━━━━━ TEXT EXCERPT

Face it, the IFT Food Expo floor at McCormick Place in Chicago is huge, and you will never see everything. The same can be said for the lists of talks, sessions and posters, no matter what your field and area of expertise may be.
Below, you will find Food Dive's notes from the show. We have some writeups about news and speakers you might have missed, as well as some noteworthy stops on the floor, because, after all, one of the best parts of the IFT Food Expo is sampling products.
1. The 2013 IFT Food Expo Innovation Award Winners
Nine jurors judged more than 60 qualifying entries to select the following innovators, who were honored on Sunday. These were the winners, and where you should still be able to find them on the floor:
- Glanbia Nutritionals for its Optisol 3000 Egg Replacement (Booth 1029)
- NIZO Food Research for its Acoustic Tribology (Booth 1310)
- PerkinElmer for its DSA/TOF Mass Spectrometry System (Booth 4019)

━━━━━━━━━━
━━━━━ SUPPLIED INFORMATION

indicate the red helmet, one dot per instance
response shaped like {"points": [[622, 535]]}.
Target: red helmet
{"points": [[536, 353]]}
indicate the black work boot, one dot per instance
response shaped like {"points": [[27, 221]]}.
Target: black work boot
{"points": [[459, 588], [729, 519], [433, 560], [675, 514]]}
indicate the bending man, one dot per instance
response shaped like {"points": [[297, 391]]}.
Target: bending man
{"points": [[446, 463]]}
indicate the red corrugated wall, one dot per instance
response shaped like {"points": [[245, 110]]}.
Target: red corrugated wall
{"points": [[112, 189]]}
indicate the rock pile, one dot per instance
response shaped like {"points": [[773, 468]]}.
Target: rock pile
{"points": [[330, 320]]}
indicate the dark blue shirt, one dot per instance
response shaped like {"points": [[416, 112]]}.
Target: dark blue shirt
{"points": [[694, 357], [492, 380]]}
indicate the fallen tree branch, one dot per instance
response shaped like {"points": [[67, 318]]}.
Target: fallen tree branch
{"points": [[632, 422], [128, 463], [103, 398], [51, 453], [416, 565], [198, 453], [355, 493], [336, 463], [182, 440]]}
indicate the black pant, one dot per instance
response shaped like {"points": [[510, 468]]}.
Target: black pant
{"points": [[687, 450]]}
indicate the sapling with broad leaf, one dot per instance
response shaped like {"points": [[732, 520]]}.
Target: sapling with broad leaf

━━━━━━━━━━
━━━━━ SUPPLIED INFORMATION

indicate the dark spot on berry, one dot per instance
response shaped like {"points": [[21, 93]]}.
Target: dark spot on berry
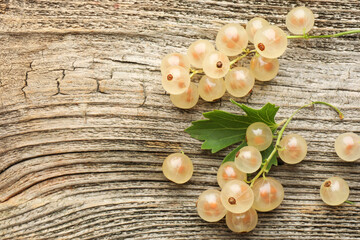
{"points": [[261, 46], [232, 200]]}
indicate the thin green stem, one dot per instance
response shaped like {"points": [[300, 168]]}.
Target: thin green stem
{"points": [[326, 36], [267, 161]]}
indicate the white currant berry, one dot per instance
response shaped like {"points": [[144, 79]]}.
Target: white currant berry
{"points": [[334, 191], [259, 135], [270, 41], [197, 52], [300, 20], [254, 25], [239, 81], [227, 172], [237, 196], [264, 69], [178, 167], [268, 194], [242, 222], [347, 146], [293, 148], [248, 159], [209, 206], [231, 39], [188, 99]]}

━━━━━━━━━━

_EXERCISE INSTRUCTIONS_
**1.** Using the IFT Food Expo notes, say whether each statement agrees with the text, answering yes or no and quoting the deciding words: (a) The expo floor is at McCormick Place in Chicago. (b) Twelve jurors judged the award entries. (c) The award winners were honored on Saturday.
**2.** List every company the IFT Food Expo notes name as a 2013 Innovation Award winner, with its product and booth number.
**3.** Return the part of the IFT Food Expo notes starting with "1. The 2013" and going on through "Replacement (Booth 1029)", copied word for word.

_SOLUTIONS TO EACH TASK_
**1.**
(a) Yes: "the IFT Food Expo floor at McCormick Place in Chicago is huge"
(b) No: "Nine jurors judged more than 60 qualifying entries"
(c) No: "who were honored on Sunday"

**2.**
- Glanbia Nutritionals: Optisol 3000 Egg Replacement (Booth 1029)
- NIZO Food Research: Acoustic Tribology (Booth 1310)
- PerkinElmer: DSA/TOF Mass Spectrometry System (Booth 4019)

**3.**
1. The 2013 IFT Food Expo Innovation Award Winners
Nine jurors judged more than 60 qualifying entries to select the following innovators, who were honored on Sunday. These were the winners, and where you should still be able to find them on the floor:
- Glanbia Nutritionals for its Optisol 3000 Egg Replacement (Booth 1029)